Short problem —
Lay out the entries below as a Markdown table with the columns Row and Line, putting each line of text in its own numbered row and leaving out blank lines.

** Start of Input material **

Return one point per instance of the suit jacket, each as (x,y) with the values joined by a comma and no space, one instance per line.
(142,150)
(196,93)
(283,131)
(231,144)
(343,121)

** End of Input material **

Final result —
| Row | Line |
|---|---|
| 1 | Return one point per instance of the suit jacket, each as (x,y) with the values joined by a comma and no space, one instance per line. |
| 2 | (142,150) |
| 3 | (196,93) |
| 4 | (283,131) |
| 5 | (231,144) |
| 6 | (343,121) |